◆ **EXERCISE PASSAGE**:
=======
Autonomous vehicles face many hurdles, yet they are inevitably the future. They shift the focus from the individual car to the ecosystem needed for them to perform. Ecosystems require cooperation and trust in other players instead of flat-out competition. Revenue logic will change as well. The winners are the ones who adapt early.
When it comes to driving, the case for removing humans from the equation is strong: in 2016 alone, road accidents claimed 1.35 million lives worldwide, according to the WHO, with evidence that human error was responsible for at least 90%. How long will we have to wait for autonomous vehicles (AV) to do the job better, and what will it take?
Jan Nyström works at KPMG Lighthouse, the group's Global Center of Excellence for data-driven technology. He belongs to a group of thirty data scientists in Finland dedicated to the car industry. "There is already plenty of data in cars that are autonomous and make decisions," Nyström says.
He speaks of five levels of autonomy. The highest, level 5, was dreamt of in the TV series Knight Rider and called KITT. Life imitates art, and KITT will be reality maybe in another 30 or 40 years. Cars of this type make sense in shared, not private consumption. Nyström predicts three out of four trips will be made under the MaaS principle (Mobility as a Service). Less about owning a car, more about mileage. Don't buy the car, buy the service. "Twenty years from now, you press a button, and the system locates the car closest to you and sends it your way."
KPMG believes that currently, the focus is far too much on isolated technologies and not nearly enough on ecosystems. If we concentrated on applications and then one solution to rule them all, one that covered autonomous, electric, shared and infrastructure, it would be much easier to develop business cases and solutions.
There is already more code in a car than in a turbo jet. In the future, there will be even more data in cars.
Technically isolated solutions must be abandoned. The industry must migrate toward ecosystem solutions for the environment, necessary infrastructure and built-in vehicle technology.
The companies that are first to combine application thinking (city, countryside, wilderness) with ecosystem-driven technology setups (electric, connecte, shared, autonomous) and infrastructure joint ventures (connectivity, power grid, traffic infrastructure) will be the future leaders in mobility and transportation offerings.
Cyber security is an important aspect. 70 different signals hook on to the car, the smartphone included. Computer viruses are something to tackle. In tests, hackers have been able to infiltrate cars. Therefore, 9 out of 10 car manufacturers will be investing more money in cyber security in the future. "We have a team concentrating on cyber security. There is already more code in a car than in a turbo jet. In the future, there will be even more data in cars. My unit helps in the development of AI by doing smarter entities and we are part of Smart Cities programs."
Liability is still a question that remains to be solved. There is no patent cure. Someone has manufactured the AV, someone else has sold it. It comprises seven appliances, all of which chat with one another. All of them have been developed, sold and are maintained by different parties.
There remains also the question of AI administration. The right decisions need to be made at the at the right time, and again, cyber security factors in. As long as we are talking about isolated areas, it is easy enough to control.
=======
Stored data
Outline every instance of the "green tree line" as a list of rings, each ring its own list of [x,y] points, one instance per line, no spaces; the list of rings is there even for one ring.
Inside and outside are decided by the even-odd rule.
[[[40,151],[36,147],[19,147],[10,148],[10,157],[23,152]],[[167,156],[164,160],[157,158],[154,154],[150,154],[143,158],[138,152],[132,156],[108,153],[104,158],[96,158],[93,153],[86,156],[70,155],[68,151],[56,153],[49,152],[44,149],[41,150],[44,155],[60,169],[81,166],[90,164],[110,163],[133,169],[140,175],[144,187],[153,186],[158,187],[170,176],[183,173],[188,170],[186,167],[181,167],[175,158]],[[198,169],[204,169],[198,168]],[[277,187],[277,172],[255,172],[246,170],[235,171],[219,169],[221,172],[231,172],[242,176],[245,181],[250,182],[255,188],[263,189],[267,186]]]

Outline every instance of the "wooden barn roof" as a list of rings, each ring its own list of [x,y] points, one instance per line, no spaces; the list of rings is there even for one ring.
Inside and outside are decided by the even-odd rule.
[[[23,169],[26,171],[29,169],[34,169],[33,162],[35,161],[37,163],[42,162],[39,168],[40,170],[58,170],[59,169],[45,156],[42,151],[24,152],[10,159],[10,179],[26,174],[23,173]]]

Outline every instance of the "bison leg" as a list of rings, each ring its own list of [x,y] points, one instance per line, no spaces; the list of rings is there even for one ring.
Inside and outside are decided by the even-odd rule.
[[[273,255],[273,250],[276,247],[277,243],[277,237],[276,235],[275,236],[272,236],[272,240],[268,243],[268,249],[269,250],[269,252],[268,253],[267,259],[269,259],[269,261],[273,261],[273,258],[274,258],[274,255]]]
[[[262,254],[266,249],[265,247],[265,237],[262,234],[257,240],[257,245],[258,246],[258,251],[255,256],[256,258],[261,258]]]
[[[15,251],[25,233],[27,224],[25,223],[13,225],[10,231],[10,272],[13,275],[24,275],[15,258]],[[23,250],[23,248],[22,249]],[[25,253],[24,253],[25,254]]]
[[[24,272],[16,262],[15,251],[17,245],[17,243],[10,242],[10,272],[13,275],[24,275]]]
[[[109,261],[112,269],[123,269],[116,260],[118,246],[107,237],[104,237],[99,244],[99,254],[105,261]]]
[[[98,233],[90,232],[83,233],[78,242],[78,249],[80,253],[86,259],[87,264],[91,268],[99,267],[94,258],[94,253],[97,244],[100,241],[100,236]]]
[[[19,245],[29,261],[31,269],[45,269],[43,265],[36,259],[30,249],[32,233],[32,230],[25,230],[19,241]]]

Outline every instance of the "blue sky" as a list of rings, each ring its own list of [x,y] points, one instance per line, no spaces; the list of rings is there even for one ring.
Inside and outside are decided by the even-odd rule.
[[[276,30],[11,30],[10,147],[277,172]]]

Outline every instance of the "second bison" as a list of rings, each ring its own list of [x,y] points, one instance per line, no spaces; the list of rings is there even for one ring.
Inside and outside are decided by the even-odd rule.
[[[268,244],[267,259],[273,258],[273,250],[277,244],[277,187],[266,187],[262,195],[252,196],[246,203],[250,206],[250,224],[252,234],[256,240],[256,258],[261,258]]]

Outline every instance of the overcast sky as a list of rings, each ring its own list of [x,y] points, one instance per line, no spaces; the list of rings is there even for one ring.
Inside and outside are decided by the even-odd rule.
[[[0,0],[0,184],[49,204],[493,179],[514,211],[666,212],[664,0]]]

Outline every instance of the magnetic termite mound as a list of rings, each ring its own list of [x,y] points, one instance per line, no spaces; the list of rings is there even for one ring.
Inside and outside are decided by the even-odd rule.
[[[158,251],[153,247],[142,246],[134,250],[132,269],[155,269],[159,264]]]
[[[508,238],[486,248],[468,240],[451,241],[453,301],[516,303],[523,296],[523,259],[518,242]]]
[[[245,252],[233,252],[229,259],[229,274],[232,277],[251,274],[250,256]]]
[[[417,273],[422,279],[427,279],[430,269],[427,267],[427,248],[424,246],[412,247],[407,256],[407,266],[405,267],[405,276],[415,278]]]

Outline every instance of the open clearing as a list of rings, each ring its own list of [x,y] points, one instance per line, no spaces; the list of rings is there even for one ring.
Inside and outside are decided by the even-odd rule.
=======
◆ **TASKS AND EXERCISES**:
1 > According to the passage on autonomous vehicles, how many lives did road accidents claim worldwide in 2016?
2 > Reproduce the section of the passage on autonomous vehicles that opens with the words containing "Liability is still" and closes with "by different parties.".

◆ **ANSWERS BY ITEM**:
1 > Road accidents claimed 1.35 million lives worldwide in 2016.

2 >
Liability is still a question that remains to be solved. There is no patent cure. Someone has manufactured the AV, someone else has sold it. It comprises seven appliances, all of which chat with one another. All of them have been developed, sold and are maintained by different parties.